* CHECK YOUR UNDERSTANDING
[a] List every competition division abbreviation that the forensics blog excerpt names as offered at this year's invitationals.
[b] Reproduce the passage of the forensics blog excerpt between "In which we" and "of this mess.", inclusive.
[c] Pick up the forensics blog excerpt after its final sentence and write the next part of the post.

Sunday, February 14, 2021

New Project Launching Today

What? You think I've been doing nothing all year but telling people to hit the start button?


 

Thursday, November 12, 2020

In which we concede nothing, 'cause we're rough and tough when we strut our stuff

Things have been going along swimmingly. Overall, people are definitely getting the hang of virtuosity. After all, once you’ve done it, you discover there isn’t much to it. If you can turn on your computer, you pretty much know everything there is to know. The number of tech issues is minimal. If nothing else has gone right during the pandemic, at least forensics has not only survived but thrived. So at least there’s one happy story in all of this mess.

The last few weeks for me have been smallish events that have, at times, required a bit of creativity in the pairing creation. Our CFLs have no school limits, so if you have umpty-ump novice PFers on your team, you get all umpty-ump of them into the tournament. Of course, this usually means same-school pairings, but that is the price you pay for having a successful program. (One of the nice things about the invitiationals this year, unlimited in space as they are, is our ability to have V, JV and Nov divisions of everything, to which the response has been very strong. I think the JV divisions in particular have been godsends for people. The limits in the TOC-bid varsity divisions are serious, but as I’ve noted a million times before, not everyone is—or should be—on the bid hunt. Add to this the need for a place for second-year and lightly experienced third-years to go and have a chance to get meaningful rounds at their own level, and there you are.)  With same-school pairings, at least we usually can get neutral judging, which is something at least. We’ve also had to do a little dancing with the pools, throwing LD judges into PF and (if it makes sense) PF judges into CX, and all manner of craziness that isn’t necessary in the normal run of events. It makes tabbing fun (or something resembling fun, in the tabbing sense of the word), but it does keep the judges dancing to different tunes at the drop of a hat. Keeps them on their toes, in other words. Then again, variety is the proverbial S of L, so we’ll leave it at that.

* EXCERPTED DATA
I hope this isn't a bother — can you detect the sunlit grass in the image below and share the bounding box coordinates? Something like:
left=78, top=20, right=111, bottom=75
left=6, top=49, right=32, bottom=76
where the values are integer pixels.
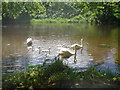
left=3, top=60, right=120, bottom=89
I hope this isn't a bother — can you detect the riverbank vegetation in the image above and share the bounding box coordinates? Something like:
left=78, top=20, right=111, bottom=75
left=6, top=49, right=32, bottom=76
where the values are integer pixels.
left=2, top=2, right=120, bottom=24
left=3, top=60, right=120, bottom=89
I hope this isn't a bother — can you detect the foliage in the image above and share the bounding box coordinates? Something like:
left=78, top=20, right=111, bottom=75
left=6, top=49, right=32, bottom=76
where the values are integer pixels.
left=3, top=60, right=120, bottom=89
left=2, top=2, right=45, bottom=19
left=2, top=2, right=120, bottom=24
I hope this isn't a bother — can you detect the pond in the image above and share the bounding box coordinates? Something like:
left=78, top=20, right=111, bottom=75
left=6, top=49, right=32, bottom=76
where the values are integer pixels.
left=2, top=24, right=120, bottom=74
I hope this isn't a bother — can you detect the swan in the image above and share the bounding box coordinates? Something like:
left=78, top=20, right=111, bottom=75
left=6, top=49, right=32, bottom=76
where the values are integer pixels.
left=70, top=39, right=83, bottom=50
left=26, top=38, right=32, bottom=47
left=38, top=47, right=51, bottom=54
left=58, top=46, right=77, bottom=58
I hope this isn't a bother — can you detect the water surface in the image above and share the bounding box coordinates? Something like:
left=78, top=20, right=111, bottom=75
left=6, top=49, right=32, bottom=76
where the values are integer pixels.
left=2, top=24, right=120, bottom=73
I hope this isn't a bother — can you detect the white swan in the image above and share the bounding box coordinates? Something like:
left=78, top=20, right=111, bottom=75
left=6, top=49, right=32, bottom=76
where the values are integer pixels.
left=70, top=39, right=83, bottom=50
left=38, top=47, right=51, bottom=54
left=26, top=38, right=32, bottom=47
left=58, top=46, right=77, bottom=58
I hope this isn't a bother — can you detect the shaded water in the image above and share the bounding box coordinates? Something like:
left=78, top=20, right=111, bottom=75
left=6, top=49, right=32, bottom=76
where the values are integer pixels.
left=2, top=24, right=120, bottom=73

* RESPONSES BY ITEM NUMBER
[a] V, JV, Nov

[b]
In which we concede nothing, 'cause we're rough and tough when we strut our stuff

Things have been going along swimmingly. Overall, people are definitely getting the hang of virtuosity. After all, once you’ve done it, you discover there isn’t much to it. If you can turn on your computer, you pretty much know everything there is to know. The number of tech issues is minimal. If nothing else has gone right during the pandemic, at least forensics has not only survived but thrived. So at least there’s one happy story in all of this mess.

[c]
 

One big problem has been that single flighting has not generated anything close to a surplus of judges. IRL, a 3 to 1 ratio in a double-flighted world where, in reality, you need a 2 to 1 ratio, has obvious overages. In a 2-1 ratio situation where you indeed run at 2-1, overages aren’t so likely. Being in general a devious human being, I’ve been capping the colleges at odd numbers for just that reason. That is, you can have 3, or 5, depending. 2 or 4, I can’t stop you from entering only Castor and Pollux, but if you have both the Gemini twins and the Olsen twins on your team, one of those pairs is staying home. (Sorry, Mary-Kate.) This arithmetic reality is the reason we didn’t hire out judges at Rather Large Bronx, keeping them all to ourselves, and why we won’t be doing it at the Ivies I work either. At the big tournaments we want if possible to give rounds off; the only way to do that is hire extras and work them to death—What? You want me to judge 5 whole hours? What kind of working world is that? If I had a 9 to 5 job I’d only have to work… Oh… Right. I sent out the notice that we were reneging on the judge hire offer for Princeton a couple of days ago, and got zero push-back. Maybe people are waking up to reality. (Or maybe people are not reading their emails. Could go either way.)

 

Coming up this weekend is Scarsdale, where JV will be cracking the whip virtually to get everyone where they belong when they belong there. Then there’s Wee Sma Lex via the Bronx Local, which still could use a few NYers to perk things up, and then the Tiggers, Ridge and the Venial Sinvitational. Ye gods! Fortunately Thanksgiving is in there somewhere to break things up, and everyone will be over the river and through the woods at grandmother's house, although probably most likely only in their dreams, but, as they say in sports ball, Wait till next year!